> Aim of the exercise
Please render the records below as a two-column CSV with the header request,answer and one row per record. Put each record's text and its answer in one quoted field each, turn line breaks into spaces, and leave the pictures out.

> Given data
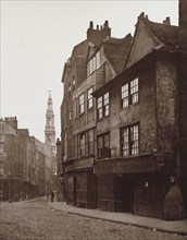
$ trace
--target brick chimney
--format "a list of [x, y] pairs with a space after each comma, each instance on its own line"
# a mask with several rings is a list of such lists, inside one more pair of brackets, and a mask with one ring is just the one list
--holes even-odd
[[163, 24], [165, 24], [165, 25], [171, 25], [170, 16], [167, 16], [167, 17], [163, 21]]
[[178, 1], [178, 25], [179, 25], [179, 41], [183, 46], [184, 51], [187, 51], [187, 1], [179, 0]]
[[12, 129], [17, 131], [17, 119], [16, 117], [4, 118], [4, 122], [9, 124]]
[[98, 46], [103, 39], [111, 36], [111, 28], [109, 27], [109, 22], [105, 21], [103, 26], [97, 25], [96, 29], [94, 28], [94, 22], [90, 21], [89, 28], [87, 29], [87, 39], [94, 45]]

> Task output
request,answer
"$ trace --target brick chimney --format ""a list of [x, y] pairs with a space after each comma, each instance on its own line"" # a mask with several rings is a list of such lists, inside one more pair of brackets, and a mask with one ring is just the one list --holes even-odd","[[163, 24], [165, 24], [165, 25], [171, 25], [170, 16], [167, 16], [167, 17], [163, 21]] [[178, 1], [178, 25], [179, 25], [179, 41], [183, 46], [184, 51], [187, 51], [187, 1], [179, 0]] [[12, 129], [17, 131], [17, 119], [16, 117], [4, 118], [4, 122], [9, 124]] [[98, 46], [103, 39], [111, 36], [111, 28], [109, 27], [109, 22], [105, 21], [103, 26], [97, 25], [96, 29], [94, 28], [94, 22], [90, 21], [89, 28], [87, 29], [87, 39], [94, 45]]"